• [Texte fourni]:
= = = = =
15 avril 2021 | Mise à jour le 15 avril 2021
Ce jeudi 15 avril 2021, trois fonderies automobiles du groupe Liberty convoquent un CSE où pourrait être annoncée une cessation de paiement. L'hécatombe ne semble pas affoler Bruno Le Maire.
Jeudi 15 avril 2021, les deux entités des fonderies du Poitou (Aluminium et fonte) d’Ingrandes (Vienne), ainsi qu'Alvance Wheels à Diors (Indre-et-Loire) qui produit les jantes aluminium, convoquent un CSE extraordinaire qui pourrait annoncer la mise en redressement judiciaire de ces trois usines, lesquelles emploient environ 300 salariés chacune.
Les trois sites sont sous le contrôle du groupe Liberty House, une société du Gupta Family Group Alliance (GFG Alliance), de Sanjeev Gupta, qui se retrouve en difficulté à la suite du dépôt de bilan début mars de la société financière Greensill, partenaire financier essentiel pour le groupe Liberty.
Effondrements en cascade
La déroute de Liberty est d'autant plus grave qu'au-delà de ces trois usines, le groupe a contribué ces dernières années au rachat d'autres sites industriels importants en France dans le secteur de l'acier, de l'aluminium et de l'automobile, et notamment par la pratique sulfureuse des LBO (Acronyme de Leveraged Buy Out, financement par l'emprunt, en ponctionnant la trésorerie des sites rachetés pour rembourser )…
Parmi les sites concernés, il y a notamment la fonderie aluminium de Dunkerque et l'ensemble Ascoval (59) / Hayange (57) dans la sidérurgie. La situation vient d'obliger Bruno Le Maire vient à annoncer un prêt de 20 millions d'euros pour Ascoval/Hayange, ceci afin de pallier à la carence actuelle de Liberty. La situation est grave au point que la Fédération CGT Métallurgie évalue à 2 500 les emplois directement menacés en France par l'aventure Liberty.
= = = = =
• [Consigne]:
Recopiez, s'il vous plaît, le passage de l'article sur les fonderies du groupe Liberty qui va de « 15 avril 2021 | » jusqu'à « Bruno Le Maire. » inclus.

• [Données fournies]:
= = = = =
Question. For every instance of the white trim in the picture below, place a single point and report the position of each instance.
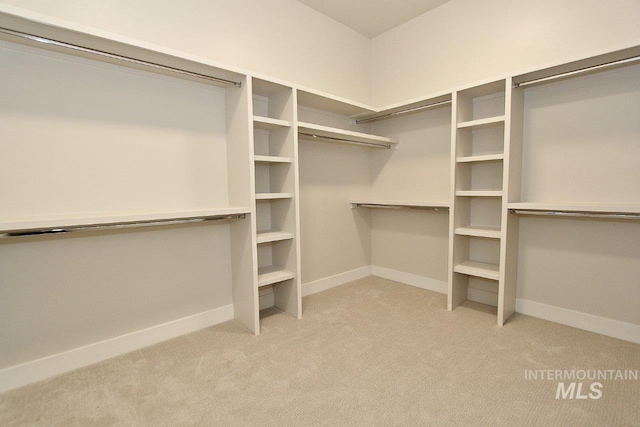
= = = = =
• [Corrigé]:
15 avril 2021 | Mise à jour le 15 avril 2021
Ce jeudi 15 avril 2021, trois fonderies automobiles du groupe Liberty convoquent un CSE où pourrait être annoncée une cessation de paiement. L'hécatombe ne semble pas affoler Bruno Le Maire.